§ **Material for the task**
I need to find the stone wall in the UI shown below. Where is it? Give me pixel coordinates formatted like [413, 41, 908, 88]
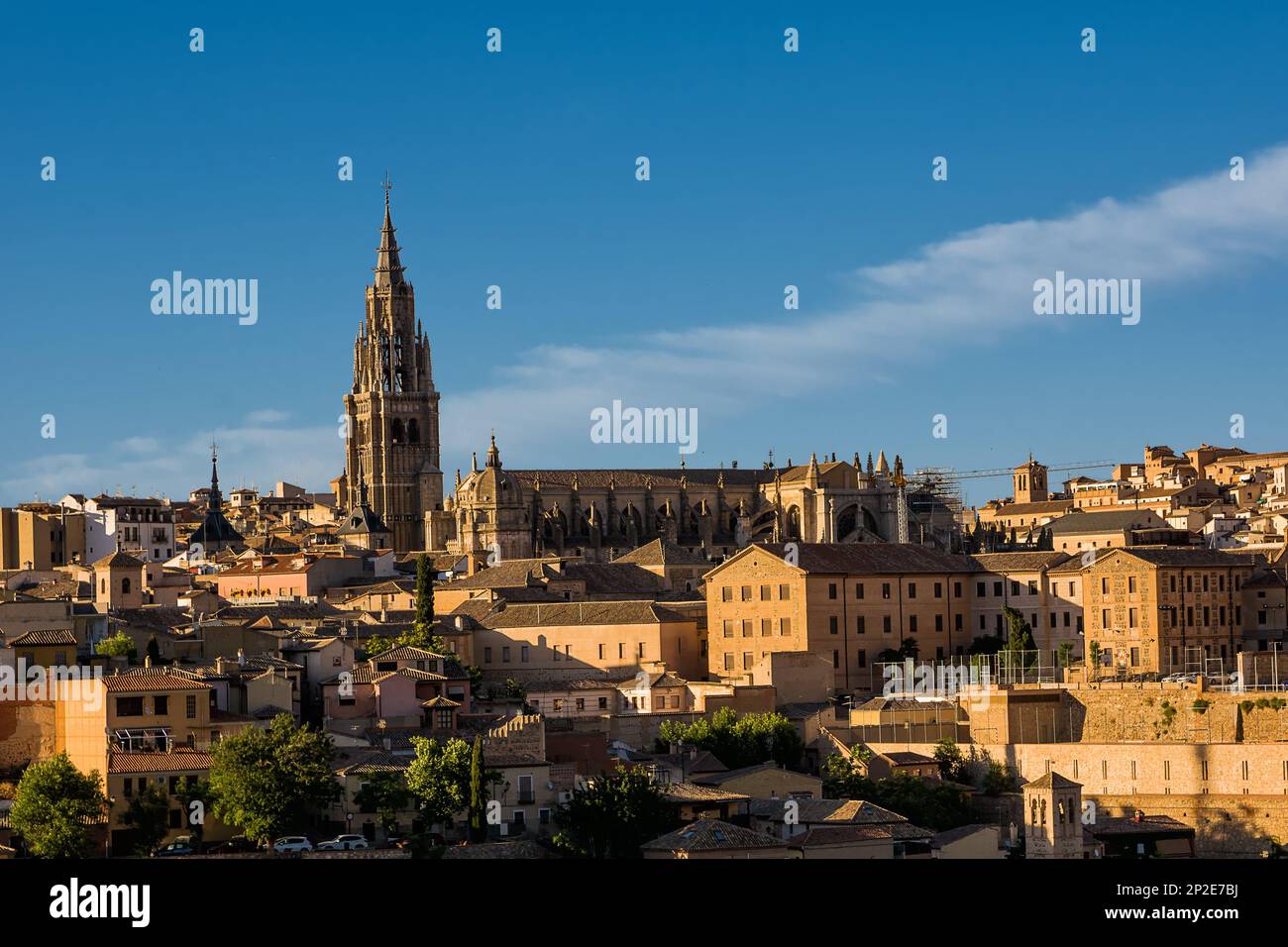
[0, 701, 55, 780]
[962, 684, 1288, 743]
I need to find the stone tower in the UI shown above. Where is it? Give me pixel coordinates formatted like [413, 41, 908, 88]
[1024, 771, 1082, 858]
[339, 180, 443, 553]
[1012, 456, 1051, 502]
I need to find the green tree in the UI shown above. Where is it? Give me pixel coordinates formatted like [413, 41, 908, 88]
[94, 631, 136, 657]
[210, 714, 340, 841]
[1087, 642, 1102, 681]
[9, 753, 107, 858]
[935, 740, 965, 783]
[415, 553, 434, 635]
[999, 605, 1038, 673]
[353, 772, 412, 836]
[364, 625, 447, 659]
[984, 759, 1019, 796]
[819, 753, 876, 798]
[407, 737, 472, 827]
[657, 707, 805, 770]
[121, 784, 170, 856]
[554, 767, 680, 858]
[471, 736, 486, 841]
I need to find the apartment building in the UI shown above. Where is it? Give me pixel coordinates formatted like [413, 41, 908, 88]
[971, 552, 1082, 668]
[704, 543, 983, 691]
[1082, 546, 1263, 674]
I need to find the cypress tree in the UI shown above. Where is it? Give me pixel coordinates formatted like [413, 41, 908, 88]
[416, 553, 434, 635]
[471, 737, 486, 841]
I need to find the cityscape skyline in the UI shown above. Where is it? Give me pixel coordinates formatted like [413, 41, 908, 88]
[0, 8, 1288, 504]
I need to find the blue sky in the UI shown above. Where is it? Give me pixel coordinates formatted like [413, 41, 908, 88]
[0, 3, 1288, 504]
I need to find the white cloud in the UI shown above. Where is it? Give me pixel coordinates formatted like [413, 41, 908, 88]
[443, 147, 1288, 466]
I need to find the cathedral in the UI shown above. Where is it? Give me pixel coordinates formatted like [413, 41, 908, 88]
[437, 437, 921, 562]
[338, 183, 443, 553]
[336, 194, 944, 569]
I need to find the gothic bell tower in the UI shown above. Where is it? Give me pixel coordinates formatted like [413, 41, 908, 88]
[339, 175, 443, 553]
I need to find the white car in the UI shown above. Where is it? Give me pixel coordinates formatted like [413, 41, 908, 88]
[273, 835, 313, 854]
[318, 835, 371, 852]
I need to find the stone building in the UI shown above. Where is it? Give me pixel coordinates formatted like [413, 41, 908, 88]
[338, 187, 443, 553]
[426, 448, 916, 565]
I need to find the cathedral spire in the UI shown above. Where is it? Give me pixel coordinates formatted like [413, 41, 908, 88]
[206, 442, 224, 510]
[373, 171, 406, 287]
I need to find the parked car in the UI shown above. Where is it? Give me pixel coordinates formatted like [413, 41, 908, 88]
[152, 837, 192, 858]
[210, 835, 259, 856]
[273, 835, 313, 854]
[318, 835, 371, 852]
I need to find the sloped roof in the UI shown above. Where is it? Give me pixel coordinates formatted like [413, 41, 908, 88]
[741, 543, 982, 575]
[640, 818, 787, 852]
[613, 537, 711, 566]
[1024, 770, 1082, 789]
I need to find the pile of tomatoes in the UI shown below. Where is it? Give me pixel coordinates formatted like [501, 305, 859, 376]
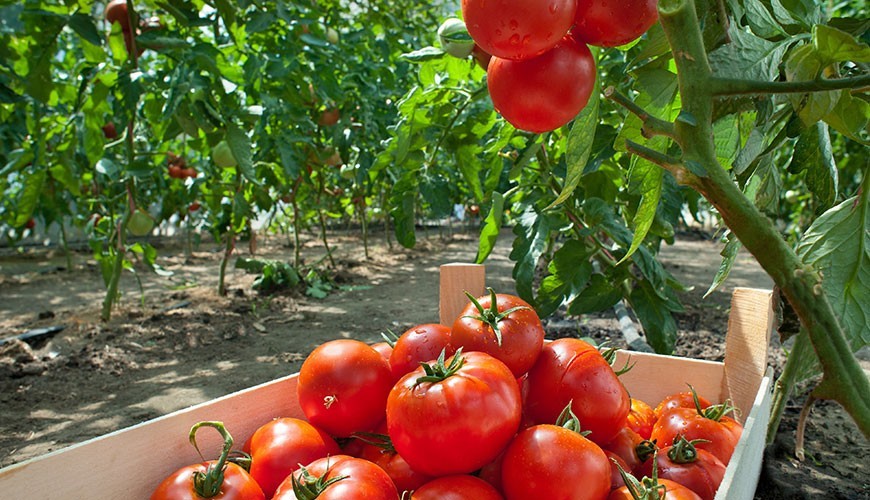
[462, 0, 658, 133]
[151, 290, 742, 500]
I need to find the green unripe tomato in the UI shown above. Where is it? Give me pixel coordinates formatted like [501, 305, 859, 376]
[438, 17, 474, 59]
[127, 208, 154, 236]
[211, 141, 239, 168]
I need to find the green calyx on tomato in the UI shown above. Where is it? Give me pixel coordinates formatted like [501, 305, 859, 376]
[414, 347, 465, 387]
[463, 288, 531, 346]
[291, 460, 350, 500]
[188, 422, 233, 498]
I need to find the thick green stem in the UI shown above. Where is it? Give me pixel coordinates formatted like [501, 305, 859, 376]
[659, 0, 870, 436]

§ **Goal**
Lay out everything from the line containing "I need to find the cathedral spire" down to the last of the lines above as a Markdown table with the columns Row and Line, numbering each row and skipping blank lines. Leave the pictures out of the table.

§ **Finished answer**
| Row | Line |
|---|---|
| 1 | I need to find the cathedral spire in the UI shown above. Where is it? Give me pixel coordinates formatted like [413, 41, 908, 88] |
| 2 | [206, 442, 224, 510] |
| 3 | [373, 171, 406, 287] |
| 4 | I need to find the parked car in the UI shown above. Where is it? Give me pixel coordinates formatted like [413, 41, 908, 88] |
| 5 | [152, 837, 192, 858] |
| 6 | [210, 835, 259, 856] |
| 7 | [273, 835, 313, 854] |
| 8 | [318, 835, 371, 852] |
| 9 | I need to find the sloped roof in the UI shown above. Where is it? Give me pixel coordinates formatted like [413, 41, 908, 88] |
| 10 | [741, 543, 982, 575] |
| 11 | [640, 818, 787, 852] |
| 12 | [613, 537, 711, 566] |
| 13 | [1024, 770, 1082, 789] |
| 14 | I need to find the pile of tomatoes in the UI shown below. Where is it? Give me pixel coordinates formatted like [501, 305, 859, 376] |
| 15 | [462, 0, 658, 133] |
| 16 | [151, 290, 742, 500] |
| 17 | I need to find the green unripe tomato in the UI shown above. Where is it? Give me pixel coordinates formatted like [501, 305, 859, 376] |
| 18 | [438, 17, 474, 59] |
| 19 | [127, 208, 154, 236] |
| 20 | [211, 141, 239, 168] |
| 21 | I need to find the green calyx on tomato in the UI shown above. Where is it? Give me pixel coordinates formatted like [501, 305, 859, 376] |
| 22 | [414, 347, 465, 387] |
| 23 | [463, 288, 531, 346] |
| 24 | [291, 460, 350, 500] |
| 25 | [188, 422, 233, 498] |
| 26 | I need to find the thick green stem in the UI shown above. Where is it? Give me pixel coordinates formatted like [501, 305, 859, 376] |
| 27 | [659, 0, 870, 436] |